Written request
Transcribe every one of the entries below word for word, omitting the pictures from your answer.

Task input
■ ■ ■ ■ ■ ■ ■
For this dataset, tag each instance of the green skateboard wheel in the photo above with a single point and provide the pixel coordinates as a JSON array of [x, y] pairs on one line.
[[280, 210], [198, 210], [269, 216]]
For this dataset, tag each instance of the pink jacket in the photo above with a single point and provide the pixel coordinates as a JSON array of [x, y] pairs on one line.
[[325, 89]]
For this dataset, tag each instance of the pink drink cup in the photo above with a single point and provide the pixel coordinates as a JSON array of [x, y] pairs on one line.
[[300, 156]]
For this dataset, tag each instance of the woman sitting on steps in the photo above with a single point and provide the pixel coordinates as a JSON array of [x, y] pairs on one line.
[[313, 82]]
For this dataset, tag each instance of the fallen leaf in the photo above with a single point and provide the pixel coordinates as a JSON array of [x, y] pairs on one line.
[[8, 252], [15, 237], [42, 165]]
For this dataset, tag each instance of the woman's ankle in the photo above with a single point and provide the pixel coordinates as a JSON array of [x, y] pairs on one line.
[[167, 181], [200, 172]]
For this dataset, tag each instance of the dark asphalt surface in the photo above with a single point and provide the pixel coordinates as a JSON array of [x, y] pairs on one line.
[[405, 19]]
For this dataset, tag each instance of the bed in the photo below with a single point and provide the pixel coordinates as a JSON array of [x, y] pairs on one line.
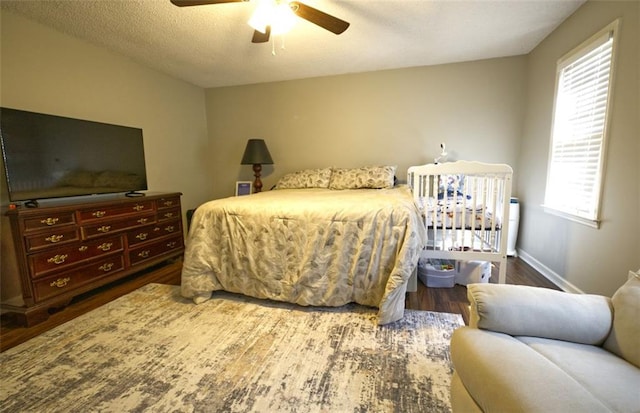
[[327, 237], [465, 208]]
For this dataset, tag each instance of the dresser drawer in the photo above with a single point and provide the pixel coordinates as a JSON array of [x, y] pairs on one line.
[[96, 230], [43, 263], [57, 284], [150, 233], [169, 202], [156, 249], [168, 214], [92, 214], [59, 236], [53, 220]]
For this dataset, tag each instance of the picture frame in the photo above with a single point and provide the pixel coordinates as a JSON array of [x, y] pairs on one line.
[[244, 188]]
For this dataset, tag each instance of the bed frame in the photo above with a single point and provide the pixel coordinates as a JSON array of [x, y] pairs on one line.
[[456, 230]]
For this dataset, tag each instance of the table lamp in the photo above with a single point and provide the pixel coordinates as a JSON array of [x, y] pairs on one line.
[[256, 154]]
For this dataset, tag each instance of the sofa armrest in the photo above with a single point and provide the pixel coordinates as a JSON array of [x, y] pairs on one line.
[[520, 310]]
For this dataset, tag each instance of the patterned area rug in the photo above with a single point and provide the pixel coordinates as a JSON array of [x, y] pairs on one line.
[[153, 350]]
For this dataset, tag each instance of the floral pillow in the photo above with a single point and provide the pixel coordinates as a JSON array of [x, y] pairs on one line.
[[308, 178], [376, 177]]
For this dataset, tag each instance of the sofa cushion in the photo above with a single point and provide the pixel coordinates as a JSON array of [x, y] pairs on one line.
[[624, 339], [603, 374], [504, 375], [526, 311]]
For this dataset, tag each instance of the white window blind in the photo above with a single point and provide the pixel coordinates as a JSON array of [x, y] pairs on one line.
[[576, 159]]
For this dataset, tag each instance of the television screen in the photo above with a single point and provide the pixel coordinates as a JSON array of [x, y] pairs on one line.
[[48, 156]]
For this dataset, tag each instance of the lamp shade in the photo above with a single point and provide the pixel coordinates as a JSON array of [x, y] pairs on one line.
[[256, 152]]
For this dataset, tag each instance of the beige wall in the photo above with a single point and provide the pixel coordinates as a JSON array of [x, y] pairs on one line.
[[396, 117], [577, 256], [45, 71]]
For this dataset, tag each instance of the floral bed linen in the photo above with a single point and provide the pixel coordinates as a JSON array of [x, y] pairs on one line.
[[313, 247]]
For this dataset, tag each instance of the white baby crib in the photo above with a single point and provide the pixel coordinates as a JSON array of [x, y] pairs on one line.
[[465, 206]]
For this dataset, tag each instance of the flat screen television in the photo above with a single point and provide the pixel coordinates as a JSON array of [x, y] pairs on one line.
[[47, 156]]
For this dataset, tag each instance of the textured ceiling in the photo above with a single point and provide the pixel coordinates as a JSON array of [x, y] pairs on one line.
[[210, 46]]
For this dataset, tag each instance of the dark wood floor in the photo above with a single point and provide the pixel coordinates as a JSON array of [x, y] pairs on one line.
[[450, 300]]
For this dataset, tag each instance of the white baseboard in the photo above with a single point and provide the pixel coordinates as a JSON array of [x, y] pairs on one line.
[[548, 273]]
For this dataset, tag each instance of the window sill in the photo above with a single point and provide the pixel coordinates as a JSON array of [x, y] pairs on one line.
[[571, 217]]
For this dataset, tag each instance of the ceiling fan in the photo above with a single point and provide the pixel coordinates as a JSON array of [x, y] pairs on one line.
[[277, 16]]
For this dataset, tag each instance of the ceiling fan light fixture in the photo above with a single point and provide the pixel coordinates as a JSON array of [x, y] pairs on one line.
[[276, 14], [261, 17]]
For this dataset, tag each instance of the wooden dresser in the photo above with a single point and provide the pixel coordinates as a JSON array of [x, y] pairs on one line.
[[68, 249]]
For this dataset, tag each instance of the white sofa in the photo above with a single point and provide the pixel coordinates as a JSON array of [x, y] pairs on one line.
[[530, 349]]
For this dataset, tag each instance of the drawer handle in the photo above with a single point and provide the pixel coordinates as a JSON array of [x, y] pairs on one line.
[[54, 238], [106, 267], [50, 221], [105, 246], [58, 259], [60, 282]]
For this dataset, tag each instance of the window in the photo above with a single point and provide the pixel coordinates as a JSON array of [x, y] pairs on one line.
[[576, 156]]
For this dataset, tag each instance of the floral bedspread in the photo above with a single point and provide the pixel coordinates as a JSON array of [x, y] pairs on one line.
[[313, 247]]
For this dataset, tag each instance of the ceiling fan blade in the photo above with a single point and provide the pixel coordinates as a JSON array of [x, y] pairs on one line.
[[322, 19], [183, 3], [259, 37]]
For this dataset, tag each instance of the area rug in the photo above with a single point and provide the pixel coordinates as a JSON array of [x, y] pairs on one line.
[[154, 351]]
■ ■ ■ ■ ■ ■ ■
Reply to the exercise
For this dataset, tag each instance of the green skateboard wheel in the photo above with a single point and provide the pixel coordinates as a JSON array of [x, y] pairs on one line.
[[280, 210], [198, 210], [269, 216]]
For this dataset, tag each instance of the pink jacket in the photo above with a single point and provide the pixel coordinates as a JSON array of [x, y] pairs on one line.
[[325, 89]]
For this dataset, tag each instance of the pink drink cup in the photo above with a single point and provide the pixel coordinates as a JSON array of [x, y] pairs on one line.
[[300, 156]]
For this dataset, tag each instance of the woman sitting on steps in the photo above with a single point and provide the pixel coordinates as a JSON array of [x, y] pairs on one line.
[[313, 82]]
For this dataset, tag each instance of the fallen leaf in the photo above with a single point and provide the pixel coordinates as a JSON array of [x, y] pairs on one line.
[[8, 252], [15, 237], [42, 165]]
For this dataset, tag each instance of the woman's ankle in the photo above with a single point and provide the pixel coordinates as a JSON array of [x, y] pairs on one line.
[[167, 181], [200, 172]]
For this dataset, tag each instance of the dark asphalt surface in the photo above with a single point and provide the pixel coordinates as a JSON array of [x, y] pairs on one line.
[[405, 19]]
For this dataset, tag each instance of the bed in the photo below with a single point and provide the pixel coordinates as a JSON array of [x, y] pairs on one line.
[[327, 237], [465, 208]]
For this dataset, tag each instance of the dresser drawer in the photo above with a single point and provide the pixel coordinates as a JSON array of [x, y] pairs on one line.
[[96, 230], [43, 263], [57, 284], [150, 233], [169, 202], [156, 249], [168, 214], [92, 214], [59, 236], [53, 220]]
For this dataset, tag each instance of the picture frame in the photo above with a single point and provide the pixel coordinates as a JSON array of [x, y] pairs on one line.
[[244, 188]]
For this dataset, tag each instance of the bed frame in the photo above with a single point and provide the pixel coordinates as a JSON array of [x, y] pairs on one line.
[[456, 230]]
For this dataset, tag each instance of the table lamp in the photo above with a single point and provide the pixel coordinates as a JSON array of [x, y] pairs on one line.
[[256, 154]]
For this dataset, tag each instance of the sofa armrest in the photo above with a single point and provide the pixel coordinates as a JSON array of [x, y] pairs on one line.
[[520, 310]]
For this dataset, tag each instance of the patterned area rug in the photo above with a single point and provide the pixel coordinates as a JSON array of [x, y] pairs on one line.
[[153, 350]]
For this dataset, tag each instance of the floral pillow in the photo above with a single point and provide the pixel coordinates as a JSON array of [x, y] pairs on one line.
[[308, 178], [376, 177]]
For this dataset, tag each instance of the sofa cushion in the photo above with a single point and provide the pixel coordinates as a JSON array of [x, y] pairs on one line.
[[624, 339], [603, 374], [504, 375], [526, 311]]
For this dataset, tag each instance of the white window blind in the photo above with a single point and provide the pixel coordinates as a JSON array of [x, y] pairs on one line.
[[576, 159]]
For this dataset, tag each instance of the television screen in the photo above with a single point and provide the pixel coordinates as a JSON array of [x, y] pairs on one line.
[[48, 156]]
For this dataset, tag each instance of the lamp shade in the photo above with a single point and provide the pixel coordinates as a JSON array of [x, y] pairs on one line.
[[256, 152]]
For this dataset, tag each instance of the beige wall in the photo above with a single point and provide the pixel coordinates as a JSON array of [x, y] pairs on one line.
[[396, 117], [577, 256], [45, 71]]
For this dataset, tag each instance of the floral bed linen in the photo above with a single point and provide the pixel coordinates as a JSON array of [x, y] pairs on one line.
[[313, 247]]
For this dataset, tag each instance of the white baby crib in the photo above with a single point and provide the pixel coordinates as a JSON array of [x, y] pairs on one line.
[[465, 206]]
For this dataset, tag each instance of the flat screen television in the photo above with a single point and provide the pixel coordinates as a JSON array of [x, y] pairs on one line.
[[47, 156]]
For this dataset, tag each instance of the textured ceiling in the photo above with a single point and provide the pixel coordinates as a JSON array of [x, y] pairs on one line.
[[210, 46]]
For this dataset, tag each instance of the dark wood floor in the photo above with a single point and provide the pixel coordinates as a JSON array of [x, y] pairs on one line.
[[450, 300]]
For this dataset, tag each instance of the white baseboard in the photo above with a single point and provide the pixel coordinates as a JSON array of [x, y] pairs on one line.
[[548, 273]]
For this dataset, tag each instance of the window sill in the photo above with a single point and provide the pixel coordinates as a JSON array of [x, y] pairs on one line.
[[571, 217]]
For this dataset, tag each instance of the ceiling fan in the photo above with a single point and provide the pixel coordinates as a JSON array of [x, y] pairs on one line.
[[277, 16]]
For this dataset, tag each instance of the ceiling fan light fixture in the photo above with a single point and provide the pixel coordinates as a JSON array of [x, y] pairs on one line.
[[276, 14], [261, 17]]
For this dataset, tag each instance of the wooden dresser in the photo above with a single point and provide the pixel coordinates as a JSON array of [x, y] pairs on one line.
[[68, 249]]
For this dataset, tag each instance of the white sofa in the photo above with a single point and provide the pixel coordinates as a JSON array of [x, y] pairs on one line.
[[530, 349]]
For this dataset, tag each instance of the drawer handle in the photo above with a single point and provide the pixel coordinates as a JSON array of [x, y] pairs on one line.
[[54, 238], [106, 267], [50, 221], [105, 246], [58, 259], [60, 282]]
For this dataset, tag each instance of the window in the photo above with a single point and provide the pixel coordinates as a JSON array of [x, y] pairs on one line.
[[576, 156]]
For this dataset, tag each instance of the floral bedspread in the photo above with a single point and provide the pixel coordinates as a JSON array of [x, y] pairs on one line.
[[313, 247]]
For this dataset, tag each instance of the ceiling fan blade in the photo above with a single point and provide the pixel coordinates as a JSON array of [x, y] pairs on one line.
[[322, 19], [183, 3], [259, 37]]
For this dataset, tag each instance of the area rug in the photo above with a single point and provide the pixel coordinates as a JSON array of [x, y] pairs on one line.
[[154, 351]]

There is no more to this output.